#### What you are asked to do:
Please tally how many of the lines below contain the word "door", and give only that number.

** START Records for this task **

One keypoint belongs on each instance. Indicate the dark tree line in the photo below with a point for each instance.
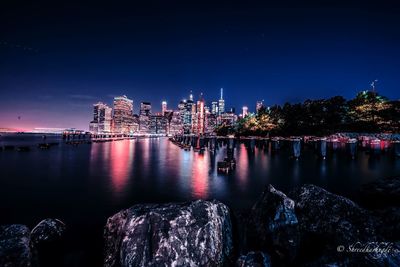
(367, 112)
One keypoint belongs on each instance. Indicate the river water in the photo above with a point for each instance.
(86, 184)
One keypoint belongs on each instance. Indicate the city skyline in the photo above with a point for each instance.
(280, 52)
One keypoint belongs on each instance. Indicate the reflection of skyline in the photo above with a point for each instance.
(121, 162)
(200, 176)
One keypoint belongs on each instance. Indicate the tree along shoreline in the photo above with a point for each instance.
(368, 112)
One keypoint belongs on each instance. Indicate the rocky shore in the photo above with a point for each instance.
(308, 226)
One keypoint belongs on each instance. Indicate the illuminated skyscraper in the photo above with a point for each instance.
(221, 103)
(123, 114)
(214, 107)
(144, 117)
(163, 107)
(259, 105)
(102, 117)
(200, 116)
(245, 111)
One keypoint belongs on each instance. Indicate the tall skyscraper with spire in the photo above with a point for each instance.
(221, 103)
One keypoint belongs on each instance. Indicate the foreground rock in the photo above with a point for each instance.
(47, 238)
(15, 248)
(19, 247)
(382, 192)
(186, 234)
(329, 223)
(254, 259)
(273, 225)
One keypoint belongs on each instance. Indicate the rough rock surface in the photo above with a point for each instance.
(273, 225)
(48, 230)
(337, 222)
(15, 248)
(326, 214)
(382, 192)
(198, 233)
(47, 238)
(254, 259)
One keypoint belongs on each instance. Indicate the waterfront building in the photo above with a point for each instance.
(228, 119)
(175, 124)
(163, 107)
(259, 105)
(210, 123)
(102, 117)
(158, 124)
(221, 103)
(144, 117)
(123, 114)
(185, 108)
(245, 111)
(214, 107)
(200, 117)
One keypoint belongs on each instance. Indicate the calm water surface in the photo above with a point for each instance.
(84, 185)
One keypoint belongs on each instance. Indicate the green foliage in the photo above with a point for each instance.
(367, 112)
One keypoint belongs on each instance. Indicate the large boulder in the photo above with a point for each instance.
(273, 225)
(15, 250)
(381, 193)
(198, 233)
(323, 213)
(254, 259)
(48, 231)
(332, 225)
(48, 240)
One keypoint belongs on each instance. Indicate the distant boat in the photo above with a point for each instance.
(23, 148)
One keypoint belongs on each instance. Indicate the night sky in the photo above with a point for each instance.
(56, 60)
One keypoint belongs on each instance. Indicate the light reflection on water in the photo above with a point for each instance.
(119, 174)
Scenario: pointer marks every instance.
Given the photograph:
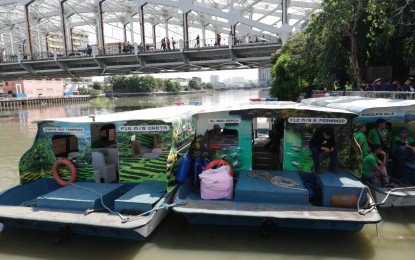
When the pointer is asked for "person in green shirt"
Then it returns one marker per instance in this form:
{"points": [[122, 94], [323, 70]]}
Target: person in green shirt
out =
{"points": [[374, 170], [380, 135], [360, 136], [403, 146]]}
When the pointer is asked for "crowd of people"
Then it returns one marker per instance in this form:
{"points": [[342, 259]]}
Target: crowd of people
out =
{"points": [[377, 85], [378, 145]]}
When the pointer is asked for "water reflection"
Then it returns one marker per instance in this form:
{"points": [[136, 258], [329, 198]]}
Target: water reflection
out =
{"points": [[175, 239]]}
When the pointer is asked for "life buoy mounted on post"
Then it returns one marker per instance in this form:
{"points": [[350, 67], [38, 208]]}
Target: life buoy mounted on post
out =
{"points": [[218, 163], [55, 171]]}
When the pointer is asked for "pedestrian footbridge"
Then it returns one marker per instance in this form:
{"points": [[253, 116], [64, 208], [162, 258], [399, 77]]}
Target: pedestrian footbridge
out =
{"points": [[80, 64]]}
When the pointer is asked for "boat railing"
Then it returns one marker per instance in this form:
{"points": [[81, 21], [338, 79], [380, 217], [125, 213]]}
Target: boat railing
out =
{"points": [[369, 94]]}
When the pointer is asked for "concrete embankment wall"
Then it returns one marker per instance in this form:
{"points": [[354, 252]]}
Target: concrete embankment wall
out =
{"points": [[18, 103]]}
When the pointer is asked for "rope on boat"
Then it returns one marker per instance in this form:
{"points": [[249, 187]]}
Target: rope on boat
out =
{"points": [[162, 206], [275, 180], [123, 218], [102, 201]]}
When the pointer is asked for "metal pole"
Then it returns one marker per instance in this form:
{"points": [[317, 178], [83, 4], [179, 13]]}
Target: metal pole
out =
{"points": [[132, 29], [29, 33], [38, 36], [125, 32], [143, 38], [154, 35], [101, 21], [63, 18], [11, 40]]}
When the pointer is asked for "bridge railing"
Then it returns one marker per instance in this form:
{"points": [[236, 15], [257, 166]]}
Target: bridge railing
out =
{"points": [[135, 48], [370, 94]]}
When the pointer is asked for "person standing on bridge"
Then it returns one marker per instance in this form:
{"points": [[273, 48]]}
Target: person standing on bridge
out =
{"points": [[119, 47]]}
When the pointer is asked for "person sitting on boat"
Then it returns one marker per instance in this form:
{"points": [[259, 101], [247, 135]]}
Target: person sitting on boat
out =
{"points": [[380, 135], [360, 136], [403, 146], [374, 170], [406, 86], [323, 141]]}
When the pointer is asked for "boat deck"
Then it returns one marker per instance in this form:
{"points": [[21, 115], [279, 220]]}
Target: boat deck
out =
{"points": [[268, 201], [97, 219], [232, 208]]}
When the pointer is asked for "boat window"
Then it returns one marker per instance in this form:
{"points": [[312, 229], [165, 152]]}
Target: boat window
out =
{"points": [[103, 136], [222, 137], [62, 145], [146, 146]]}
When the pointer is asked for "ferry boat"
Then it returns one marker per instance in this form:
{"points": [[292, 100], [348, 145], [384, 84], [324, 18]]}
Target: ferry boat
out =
{"points": [[243, 175], [399, 113], [104, 175]]}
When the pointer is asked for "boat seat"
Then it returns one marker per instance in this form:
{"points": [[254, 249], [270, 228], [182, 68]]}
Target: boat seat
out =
{"points": [[106, 172], [151, 155]]}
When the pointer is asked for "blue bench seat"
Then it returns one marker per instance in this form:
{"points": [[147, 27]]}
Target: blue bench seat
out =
{"points": [[82, 196], [142, 197], [250, 189]]}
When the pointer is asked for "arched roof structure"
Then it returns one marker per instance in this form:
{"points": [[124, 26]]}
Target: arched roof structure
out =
{"points": [[25, 24]]}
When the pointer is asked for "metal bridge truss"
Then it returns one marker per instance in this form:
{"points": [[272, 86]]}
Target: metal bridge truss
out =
{"points": [[250, 31]]}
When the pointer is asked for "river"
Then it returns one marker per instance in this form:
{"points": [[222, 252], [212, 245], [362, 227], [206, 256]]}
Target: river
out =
{"points": [[393, 238]]}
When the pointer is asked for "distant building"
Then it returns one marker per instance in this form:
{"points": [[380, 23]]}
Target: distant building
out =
{"points": [[34, 88], [74, 86], [214, 79], [264, 77], [54, 41], [182, 81]]}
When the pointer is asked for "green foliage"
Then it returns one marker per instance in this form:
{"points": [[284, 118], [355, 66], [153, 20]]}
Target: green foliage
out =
{"points": [[292, 70], [346, 36], [38, 159], [195, 85], [101, 102]]}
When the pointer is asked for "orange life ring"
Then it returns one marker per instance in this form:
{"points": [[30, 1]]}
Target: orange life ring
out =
{"points": [[217, 163], [55, 171]]}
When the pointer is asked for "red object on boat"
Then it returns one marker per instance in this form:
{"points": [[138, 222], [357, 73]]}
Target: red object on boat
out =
{"points": [[319, 95]]}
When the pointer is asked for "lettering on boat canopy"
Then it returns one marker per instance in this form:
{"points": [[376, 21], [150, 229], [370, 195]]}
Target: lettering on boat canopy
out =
{"points": [[144, 128], [225, 120], [62, 129], [317, 120], [383, 114]]}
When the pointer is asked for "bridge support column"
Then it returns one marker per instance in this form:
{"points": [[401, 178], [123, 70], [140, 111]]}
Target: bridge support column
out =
{"points": [[63, 23], [29, 31], [154, 35], [101, 26], [185, 30], [132, 29], [143, 38], [285, 28]]}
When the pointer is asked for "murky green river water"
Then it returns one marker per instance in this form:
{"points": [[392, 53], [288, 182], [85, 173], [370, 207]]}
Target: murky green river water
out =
{"points": [[174, 238]]}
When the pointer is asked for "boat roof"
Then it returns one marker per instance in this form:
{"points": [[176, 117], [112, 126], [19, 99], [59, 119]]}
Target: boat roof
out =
{"points": [[173, 113], [166, 114], [277, 105], [357, 104]]}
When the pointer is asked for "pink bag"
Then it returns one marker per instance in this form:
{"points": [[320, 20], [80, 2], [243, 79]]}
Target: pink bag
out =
{"points": [[216, 184]]}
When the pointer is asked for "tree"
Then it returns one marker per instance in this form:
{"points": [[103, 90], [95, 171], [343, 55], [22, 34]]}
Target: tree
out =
{"points": [[193, 84], [97, 85], [292, 71], [77, 80]]}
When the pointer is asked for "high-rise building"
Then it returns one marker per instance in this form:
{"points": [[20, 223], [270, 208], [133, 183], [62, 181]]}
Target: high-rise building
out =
{"points": [[214, 79], [264, 77], [77, 42]]}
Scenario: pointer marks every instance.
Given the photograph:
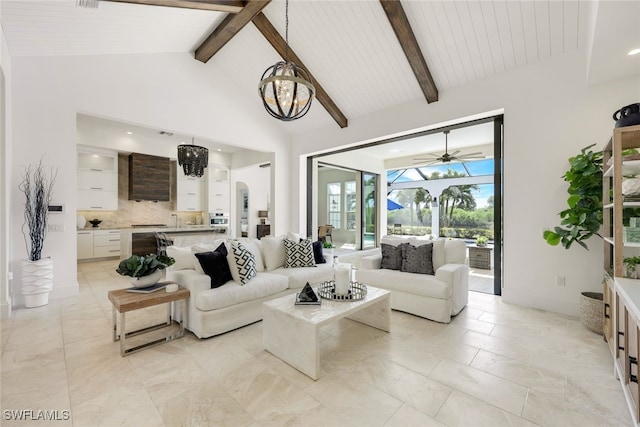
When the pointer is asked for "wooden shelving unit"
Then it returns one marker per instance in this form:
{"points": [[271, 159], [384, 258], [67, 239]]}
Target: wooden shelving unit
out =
{"points": [[621, 295]]}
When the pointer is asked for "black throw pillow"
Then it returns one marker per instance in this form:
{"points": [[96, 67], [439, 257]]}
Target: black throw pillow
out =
{"points": [[391, 256], [215, 265], [317, 252], [417, 259]]}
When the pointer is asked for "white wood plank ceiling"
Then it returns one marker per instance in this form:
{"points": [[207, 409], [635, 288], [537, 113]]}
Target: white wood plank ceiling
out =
{"points": [[348, 45]]}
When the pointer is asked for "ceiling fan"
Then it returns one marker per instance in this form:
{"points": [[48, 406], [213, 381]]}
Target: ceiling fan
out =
{"points": [[446, 157]]}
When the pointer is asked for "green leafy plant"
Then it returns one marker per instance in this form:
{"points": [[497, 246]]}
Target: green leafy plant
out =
{"points": [[630, 265], [481, 240], [583, 218], [139, 266]]}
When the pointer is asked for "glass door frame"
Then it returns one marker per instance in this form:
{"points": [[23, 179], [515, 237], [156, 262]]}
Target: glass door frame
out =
{"points": [[367, 210]]}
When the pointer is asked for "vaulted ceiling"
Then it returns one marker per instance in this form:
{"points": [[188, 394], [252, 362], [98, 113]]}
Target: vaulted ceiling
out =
{"points": [[350, 47]]}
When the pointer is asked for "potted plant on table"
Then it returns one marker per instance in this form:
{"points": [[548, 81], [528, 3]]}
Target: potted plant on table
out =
{"points": [[583, 217], [481, 241], [144, 270], [327, 251], [37, 273]]}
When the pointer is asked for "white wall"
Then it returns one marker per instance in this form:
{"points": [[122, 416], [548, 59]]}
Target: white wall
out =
{"points": [[5, 176], [258, 182], [47, 92], [549, 115]]}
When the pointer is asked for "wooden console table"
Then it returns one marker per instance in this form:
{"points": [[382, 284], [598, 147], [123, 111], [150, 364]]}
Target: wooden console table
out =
{"points": [[124, 302]]}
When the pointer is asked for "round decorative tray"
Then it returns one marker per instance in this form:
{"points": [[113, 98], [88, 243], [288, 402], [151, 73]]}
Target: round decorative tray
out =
{"points": [[357, 291]]}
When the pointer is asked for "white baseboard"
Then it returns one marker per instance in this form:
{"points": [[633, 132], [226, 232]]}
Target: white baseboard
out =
{"points": [[5, 310], [554, 305], [58, 292]]}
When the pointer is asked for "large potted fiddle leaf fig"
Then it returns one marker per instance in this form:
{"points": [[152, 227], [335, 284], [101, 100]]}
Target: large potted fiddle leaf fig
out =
{"points": [[583, 218]]}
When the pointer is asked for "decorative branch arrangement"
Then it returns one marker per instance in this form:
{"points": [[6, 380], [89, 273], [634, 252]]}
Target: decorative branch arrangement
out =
{"points": [[38, 190]]}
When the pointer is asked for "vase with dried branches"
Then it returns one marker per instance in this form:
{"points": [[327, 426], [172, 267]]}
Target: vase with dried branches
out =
{"points": [[37, 273]]}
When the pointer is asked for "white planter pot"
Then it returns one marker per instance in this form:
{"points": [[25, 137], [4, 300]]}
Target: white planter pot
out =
{"points": [[37, 281], [149, 280]]}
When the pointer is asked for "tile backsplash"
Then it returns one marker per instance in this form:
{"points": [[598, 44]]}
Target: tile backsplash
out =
{"points": [[145, 212]]}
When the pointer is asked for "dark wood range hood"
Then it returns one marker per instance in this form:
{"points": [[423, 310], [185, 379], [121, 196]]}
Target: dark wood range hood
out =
{"points": [[149, 178]]}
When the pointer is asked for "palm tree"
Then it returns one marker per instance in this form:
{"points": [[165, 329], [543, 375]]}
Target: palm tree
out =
{"points": [[459, 196], [419, 197]]}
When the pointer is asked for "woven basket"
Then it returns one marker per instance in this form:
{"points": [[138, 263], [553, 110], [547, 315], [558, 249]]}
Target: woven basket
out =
{"points": [[592, 311]]}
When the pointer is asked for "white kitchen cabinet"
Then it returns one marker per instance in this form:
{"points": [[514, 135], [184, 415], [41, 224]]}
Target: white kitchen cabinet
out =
{"points": [[189, 192], [106, 243], [219, 190], [85, 244], [97, 178], [98, 243]]}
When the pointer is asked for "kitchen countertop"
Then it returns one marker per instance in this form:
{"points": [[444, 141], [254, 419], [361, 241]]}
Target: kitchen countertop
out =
{"points": [[184, 229]]}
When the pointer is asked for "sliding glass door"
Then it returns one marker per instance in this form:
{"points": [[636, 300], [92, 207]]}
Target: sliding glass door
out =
{"points": [[369, 211]]}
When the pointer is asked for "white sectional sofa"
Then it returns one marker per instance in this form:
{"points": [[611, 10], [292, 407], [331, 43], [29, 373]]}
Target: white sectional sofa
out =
{"points": [[213, 311], [436, 297]]}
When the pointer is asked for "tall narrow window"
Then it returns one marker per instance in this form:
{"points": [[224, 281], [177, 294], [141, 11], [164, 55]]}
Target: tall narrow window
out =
{"points": [[334, 205], [350, 204]]}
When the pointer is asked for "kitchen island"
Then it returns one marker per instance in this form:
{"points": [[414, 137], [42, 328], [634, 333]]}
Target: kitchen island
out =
{"points": [[142, 240]]}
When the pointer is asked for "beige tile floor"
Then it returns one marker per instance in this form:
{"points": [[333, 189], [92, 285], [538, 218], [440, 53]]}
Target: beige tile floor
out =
{"points": [[494, 365]]}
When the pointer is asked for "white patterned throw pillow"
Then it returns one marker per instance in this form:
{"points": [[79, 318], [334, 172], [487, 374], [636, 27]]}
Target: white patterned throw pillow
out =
{"points": [[299, 254], [245, 262]]}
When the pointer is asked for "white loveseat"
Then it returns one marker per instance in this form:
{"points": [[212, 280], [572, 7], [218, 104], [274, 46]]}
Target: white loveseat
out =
{"points": [[213, 311], [436, 297]]}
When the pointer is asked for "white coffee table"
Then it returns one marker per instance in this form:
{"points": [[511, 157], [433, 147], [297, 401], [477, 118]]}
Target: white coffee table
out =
{"points": [[292, 332]]}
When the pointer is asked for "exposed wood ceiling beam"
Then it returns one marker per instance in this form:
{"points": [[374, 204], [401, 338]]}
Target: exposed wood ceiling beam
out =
{"points": [[402, 28], [231, 6], [280, 45], [228, 28]]}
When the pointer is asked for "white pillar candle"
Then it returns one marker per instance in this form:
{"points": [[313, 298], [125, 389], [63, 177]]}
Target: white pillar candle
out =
{"points": [[343, 274]]}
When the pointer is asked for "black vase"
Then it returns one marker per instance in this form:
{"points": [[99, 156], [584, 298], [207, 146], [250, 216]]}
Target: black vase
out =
{"points": [[627, 116]]}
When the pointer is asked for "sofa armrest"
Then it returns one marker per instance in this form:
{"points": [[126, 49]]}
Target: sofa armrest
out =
{"points": [[371, 262], [458, 276], [190, 279]]}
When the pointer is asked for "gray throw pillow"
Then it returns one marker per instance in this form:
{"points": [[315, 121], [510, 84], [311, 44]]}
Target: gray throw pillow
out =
{"points": [[391, 256], [417, 259]]}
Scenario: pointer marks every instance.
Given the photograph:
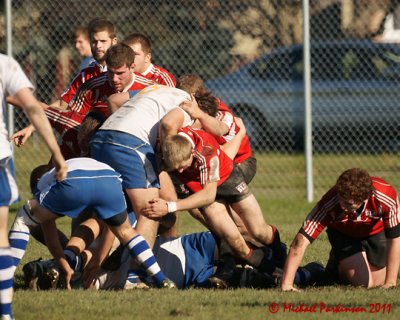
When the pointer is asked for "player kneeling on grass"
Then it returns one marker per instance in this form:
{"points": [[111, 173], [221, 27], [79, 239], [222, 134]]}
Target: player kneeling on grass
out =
{"points": [[362, 220], [89, 185], [189, 261]]}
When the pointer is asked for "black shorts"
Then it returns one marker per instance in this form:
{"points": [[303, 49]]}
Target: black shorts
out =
{"points": [[233, 190], [344, 246], [248, 168]]}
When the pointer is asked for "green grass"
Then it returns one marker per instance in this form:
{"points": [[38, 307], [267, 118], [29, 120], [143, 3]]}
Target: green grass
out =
{"points": [[204, 304], [279, 176], [280, 187]]}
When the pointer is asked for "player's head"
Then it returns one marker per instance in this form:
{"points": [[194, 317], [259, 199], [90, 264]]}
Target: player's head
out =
{"points": [[190, 83], [193, 84], [82, 41], [207, 101], [120, 60], [103, 35], [36, 174], [353, 186], [141, 45], [177, 153]]}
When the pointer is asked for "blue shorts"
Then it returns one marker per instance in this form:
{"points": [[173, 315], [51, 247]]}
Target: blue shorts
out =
{"points": [[199, 252], [98, 190], [8, 186], [133, 158]]}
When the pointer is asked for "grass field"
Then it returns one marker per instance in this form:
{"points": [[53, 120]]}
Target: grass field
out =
{"points": [[279, 186], [211, 304]]}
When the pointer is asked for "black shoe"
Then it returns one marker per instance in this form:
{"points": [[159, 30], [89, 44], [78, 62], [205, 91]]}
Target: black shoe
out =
{"points": [[224, 273], [252, 278], [279, 249], [317, 274], [167, 284], [41, 274]]}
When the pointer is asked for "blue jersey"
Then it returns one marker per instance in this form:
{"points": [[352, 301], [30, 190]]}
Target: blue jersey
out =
{"points": [[187, 260], [89, 185]]}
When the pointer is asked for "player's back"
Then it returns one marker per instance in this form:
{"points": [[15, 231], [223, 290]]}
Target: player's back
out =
{"points": [[140, 116]]}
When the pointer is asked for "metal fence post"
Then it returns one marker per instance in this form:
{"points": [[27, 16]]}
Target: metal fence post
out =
{"points": [[307, 102]]}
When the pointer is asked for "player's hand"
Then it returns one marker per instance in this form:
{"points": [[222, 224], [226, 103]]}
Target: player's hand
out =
{"points": [[289, 287], [68, 273], [90, 273], [239, 122], [155, 208], [192, 108], [22, 136], [388, 286], [60, 165]]}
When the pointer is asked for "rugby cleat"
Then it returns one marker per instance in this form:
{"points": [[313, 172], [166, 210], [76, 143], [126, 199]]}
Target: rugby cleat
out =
{"points": [[167, 284]]}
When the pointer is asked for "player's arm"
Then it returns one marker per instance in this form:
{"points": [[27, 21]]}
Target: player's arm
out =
{"points": [[39, 120], [293, 261], [392, 262], [59, 104], [103, 247], [157, 208], [208, 123], [53, 243], [116, 100], [232, 147], [171, 123]]}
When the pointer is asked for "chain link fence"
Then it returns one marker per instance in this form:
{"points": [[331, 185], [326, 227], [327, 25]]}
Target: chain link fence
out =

** END Records for this task **

#### Answer to this task:
4